### TRY IT
Restate the full set of records exactly, word for word.

+ + +

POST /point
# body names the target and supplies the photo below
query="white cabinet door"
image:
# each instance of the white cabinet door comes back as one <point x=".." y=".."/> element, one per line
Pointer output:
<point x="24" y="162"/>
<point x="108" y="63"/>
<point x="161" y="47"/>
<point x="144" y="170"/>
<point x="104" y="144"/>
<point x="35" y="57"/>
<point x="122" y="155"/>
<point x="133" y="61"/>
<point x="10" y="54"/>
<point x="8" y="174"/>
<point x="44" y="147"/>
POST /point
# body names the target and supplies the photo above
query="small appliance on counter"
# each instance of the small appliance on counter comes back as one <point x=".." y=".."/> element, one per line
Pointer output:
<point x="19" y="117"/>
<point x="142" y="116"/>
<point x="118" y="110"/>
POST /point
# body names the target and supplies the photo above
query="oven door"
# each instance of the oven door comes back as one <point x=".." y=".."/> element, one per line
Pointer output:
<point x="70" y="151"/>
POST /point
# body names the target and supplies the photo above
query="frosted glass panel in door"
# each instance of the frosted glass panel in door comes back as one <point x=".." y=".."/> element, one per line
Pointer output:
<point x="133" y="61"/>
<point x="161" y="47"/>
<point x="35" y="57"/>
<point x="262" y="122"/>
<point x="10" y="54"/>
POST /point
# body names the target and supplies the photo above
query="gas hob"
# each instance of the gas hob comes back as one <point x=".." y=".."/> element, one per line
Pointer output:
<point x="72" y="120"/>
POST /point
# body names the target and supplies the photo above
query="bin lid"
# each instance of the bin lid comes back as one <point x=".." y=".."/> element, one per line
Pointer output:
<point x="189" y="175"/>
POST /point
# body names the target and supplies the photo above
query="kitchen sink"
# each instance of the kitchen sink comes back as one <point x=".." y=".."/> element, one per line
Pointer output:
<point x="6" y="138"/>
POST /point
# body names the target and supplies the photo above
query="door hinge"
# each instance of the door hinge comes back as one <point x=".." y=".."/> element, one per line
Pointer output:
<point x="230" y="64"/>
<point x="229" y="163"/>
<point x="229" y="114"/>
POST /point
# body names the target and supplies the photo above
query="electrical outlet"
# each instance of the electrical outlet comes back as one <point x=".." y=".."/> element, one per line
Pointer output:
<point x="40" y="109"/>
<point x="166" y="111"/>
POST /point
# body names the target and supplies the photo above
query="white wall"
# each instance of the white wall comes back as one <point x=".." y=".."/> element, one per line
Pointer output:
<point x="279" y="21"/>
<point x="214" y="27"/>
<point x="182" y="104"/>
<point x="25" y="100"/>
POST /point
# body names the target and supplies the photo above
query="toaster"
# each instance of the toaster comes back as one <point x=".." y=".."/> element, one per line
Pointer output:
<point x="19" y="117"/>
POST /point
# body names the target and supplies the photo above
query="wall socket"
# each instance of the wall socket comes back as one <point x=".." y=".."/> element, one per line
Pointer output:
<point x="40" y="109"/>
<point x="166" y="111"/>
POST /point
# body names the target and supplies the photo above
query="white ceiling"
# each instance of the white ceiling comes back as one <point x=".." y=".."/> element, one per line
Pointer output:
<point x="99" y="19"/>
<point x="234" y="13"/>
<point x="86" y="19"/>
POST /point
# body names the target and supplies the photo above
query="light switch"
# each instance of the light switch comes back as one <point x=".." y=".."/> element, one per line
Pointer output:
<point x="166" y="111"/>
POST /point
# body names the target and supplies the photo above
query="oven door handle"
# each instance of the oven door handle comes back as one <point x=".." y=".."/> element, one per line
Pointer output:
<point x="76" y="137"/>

+ + +

### RESPONSE TO THIS TASK
POST /point
# body names the target and supplies the photo below
query="white cabinet door"
image:
# each instance of the white cabinet door comes back as one <point x=".." y=".."/> element, one per line
Pointer output:
<point x="24" y="162"/>
<point x="108" y="63"/>
<point x="161" y="47"/>
<point x="144" y="170"/>
<point x="104" y="144"/>
<point x="35" y="57"/>
<point x="122" y="155"/>
<point x="133" y="61"/>
<point x="10" y="54"/>
<point x="8" y="174"/>
<point x="44" y="147"/>
POST /point
# body names the target and supplies the photo above
query="small appliance on counter"
# each instance of the small appliance on counter comes back as one <point x=".." y=".."/> element, one per line
Pointer output:
<point x="19" y="117"/>
<point x="142" y="116"/>
<point x="118" y="110"/>
POST /point
# body names the target and supplies the photo above
query="oven door"
# each instance of the oven door comes back as one <point x=".." y=".."/> element, one per line
Pointer output:
<point x="70" y="151"/>
POST /point
# body names the target and supplies the photo above
query="frosted glass panel in door"
# each instance of the frosted glass panel in door comes back as one <point x=".." y=".."/> element, one per line
Pointer output:
<point x="133" y="61"/>
<point x="161" y="47"/>
<point x="35" y="57"/>
<point x="262" y="122"/>
<point x="10" y="54"/>
POST /point
# body names the target and supplies the photo above
query="gas hob"
# each instance of the gas hob comes back as one <point x=".." y=".."/> element, one per line
Pointer output:
<point x="72" y="120"/>
POST /point
# body names the target and supplies the photo above
query="bin lid"
# each instance of the bin lid comes back as one <point x=".." y=".."/> element, one per line
Pointer output:
<point x="189" y="175"/>
POST /point
# body names the target and supplies the photo above
query="kitchen sink"
# each instance of the kitchen sink comes back as one <point x=".." y=".."/> element, one per line
Pointer output:
<point x="6" y="138"/>
POST /point
# body names the target and supplies the photo above
query="door hinge"
# each instance of the door hinge comes back as one <point x=".." y=".."/> element, one per line
Pointer output:
<point x="230" y="64"/>
<point x="229" y="163"/>
<point x="229" y="114"/>
POST /point
# body names the target and supplies the photo above
query="electrical outlet"
# each instance of the electrical outlet comes back as one <point x=".." y=".."/> element, one per line
Pointer output:
<point x="40" y="109"/>
<point x="166" y="111"/>
POST /point
# body names the target and supplies the photo above
query="white wall"
# each instance of the white wall comes back as one <point x=".." y=".."/> element, one per line
Pointer output:
<point x="279" y="21"/>
<point x="214" y="27"/>
<point x="182" y="104"/>
<point x="25" y="100"/>
POST /point
# body names the target and supplies the photo above
query="toaster"
# each instance of the toaster comes back as one <point x=".." y=".."/> element, one per line
Pointer output:
<point x="19" y="117"/>
POST /point
# body names the target and supplies the photo above
query="wall socket"
# each instance of the wall socket comes back as one <point x=".." y=".."/> element, one per line
Pointer output:
<point x="40" y="109"/>
<point x="166" y="111"/>
POST /point
# body names the target and supplies the photo above
query="white ceiling"
# each instance of the white ceiling comes back as one <point x=".." y=".."/> element, one per line
Pointer output:
<point x="99" y="19"/>
<point x="234" y="13"/>
<point x="86" y="19"/>
POST /point
# body names the target and supplies the photo above
query="light switch"
# each instance of the light switch comes back as one <point x=".." y=".."/> element, one per line
Pointer output:
<point x="166" y="111"/>
POST /point
# body names the target and supplies the photo above
query="oven door handle"
# each instance of the oven door handle comes back as one <point x=".." y=".."/> element, one per line
Pointer output:
<point x="76" y="137"/>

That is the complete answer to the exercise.